Usando le informazioni.
(A) Secondo il testo, chi è il doppio ideale del narratore?
(B) Trascrivi dal testo il passo che va da "Il lato emotivo" a "abbia da offrire.".
(C) Indica se ciascuna delle seguenti affermazioni concorda con il testo, rispondendo sì o no e citando le parole del testo che lo dimostrano: (i) i capitoli del documentario sono chiamati "sindromi"; (ii) il documentario è costituito prevalentemente da riprese originali; (iii) il computer del protagonista è soltanto uno strumento di lavoro.

Testo.

════════

L’opera prima del critico Alessandro Aniballi, Una claustrocinefilia, si presenta come una stratificazione sinergica di diversi contenuti e approcci, decodificabile nelle sue singole componenti solo a costo di snaturarne l’organicità e l’efficacia espressiva.

A prima vista si presenta come un documentario autobiografico, prevalentemente di montaggio, sull’esperienza vissuta dal protagonista durante la quarantena da Covid. L’Alessandro personaggio sublima lo straniante isolamento in un animistico dialogo/confessione con il suo computer, strumento di lavoro ma anche deposito di progetti accantonati, e attraverso di esso dialoga con noi.

Parte quindi un flusso organizzato di pensieri suddiviso in capitoli, chiamati qui "sindromi", che affrontano la vita privata e professionale del personaggio tenendo l’amore verso il cinema come filo conduttore. Si intrecciano quindi il lutto per il gatto domestico con la storia di Benicious il cinefilo errante, la fondazione della rivista Quinlan con la figura di San Girolamo.

La figura emblematica di questo procedimento divagante/autoanalitico è Michelangelo Buonarroti, soggetto di un film che Alessandro vorrebbe realizzare e doppio ideale del narratore, in quanto inventore della tecnica scultorea del non finito. L’autore racconta della sua crisi professionale, tra progetti mai portati a compimento e la stanchezza di scrivere di cinema, anche se in diversi frangenti l’Alessandro critico prende il sopravvento e trasforma la narrazione in una lezione dimostrativa di analisi cinematografica.

È proprio in passaggi come, ad esempio, quello in cui viene discussa la composizione di un fotogramma di L’infernale Quinlan che il documentario disillude le sue premesse e si manifesta nella sua intima essenza come una storia d’amore. Attraverso l’uso della voce, ironicamente la stessa di cui si lamenta, Alessandro narratore crea infatti un evidentissimo contrasto fra la trasparente esposizione autobiografica e le appassionate, talvolta nostalgiche, divagazioni sul cinema.

Il lato emotivo dell’opera è forse più accessibile ai non “addetti ai lavori”, perché è facile che questi ultimi si lascino sopraffare da giochetti puramente intellettuali, godendo di riflesso della propria erudizione piuttosto che di quanto il film abbia da offrire. 

Una claustrocinefilia è certamente un documentario metacritico finemente strutturato, ma prima di tutto una sofferta storia d’amore a senso unico, fatta di disillusione e abbandono quanto di dipendenza e affiatamento, verso quell’oscuro oggetto del desiderio che è il cinema.

════════

I dati.
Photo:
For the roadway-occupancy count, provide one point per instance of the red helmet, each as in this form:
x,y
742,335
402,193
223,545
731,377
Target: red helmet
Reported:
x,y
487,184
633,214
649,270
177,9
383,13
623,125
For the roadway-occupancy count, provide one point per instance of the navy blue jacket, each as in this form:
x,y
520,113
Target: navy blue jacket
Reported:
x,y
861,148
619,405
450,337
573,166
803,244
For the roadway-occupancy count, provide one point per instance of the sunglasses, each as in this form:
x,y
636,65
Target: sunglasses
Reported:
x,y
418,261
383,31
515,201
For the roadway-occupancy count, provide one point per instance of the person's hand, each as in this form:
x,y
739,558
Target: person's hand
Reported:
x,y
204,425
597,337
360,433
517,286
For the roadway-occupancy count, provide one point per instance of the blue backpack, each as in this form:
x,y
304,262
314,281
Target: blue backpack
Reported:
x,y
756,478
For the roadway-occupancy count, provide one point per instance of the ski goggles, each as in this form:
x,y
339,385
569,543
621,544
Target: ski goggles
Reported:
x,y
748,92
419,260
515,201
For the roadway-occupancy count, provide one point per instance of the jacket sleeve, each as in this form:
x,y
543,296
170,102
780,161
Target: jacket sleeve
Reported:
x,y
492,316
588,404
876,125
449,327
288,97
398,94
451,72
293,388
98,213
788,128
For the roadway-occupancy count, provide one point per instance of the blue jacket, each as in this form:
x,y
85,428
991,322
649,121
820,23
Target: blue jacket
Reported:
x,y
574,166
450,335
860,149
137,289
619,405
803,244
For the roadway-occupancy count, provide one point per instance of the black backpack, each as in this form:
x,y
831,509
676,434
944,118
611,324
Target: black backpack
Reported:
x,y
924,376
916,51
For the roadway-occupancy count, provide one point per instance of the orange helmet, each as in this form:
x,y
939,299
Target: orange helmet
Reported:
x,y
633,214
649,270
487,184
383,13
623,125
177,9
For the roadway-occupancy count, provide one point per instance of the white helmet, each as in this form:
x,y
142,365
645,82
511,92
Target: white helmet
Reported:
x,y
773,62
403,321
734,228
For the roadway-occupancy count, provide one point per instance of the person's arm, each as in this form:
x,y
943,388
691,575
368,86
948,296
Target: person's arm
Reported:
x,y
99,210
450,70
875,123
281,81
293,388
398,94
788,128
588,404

════════

Risposte.
(A) Michelangelo Buonarroti.

(B)
Il lato emotivo dell’opera è forse più accessibile ai non “addetti ai lavori”, perché è facile che questi ultimi si lascino sopraffare da giochetti puramente intellettuali, godendo di riflesso della propria erudizione piuttosto che di quanto il film abbia da offrire.

(C)
(i) Sì: «suddiviso in capitoli, chiamati qui "sindromi"».
(ii) No: «prevalentemente di montaggio».
(iii) No: «strumento di lavoro ma anche deposito di progetti accantonati».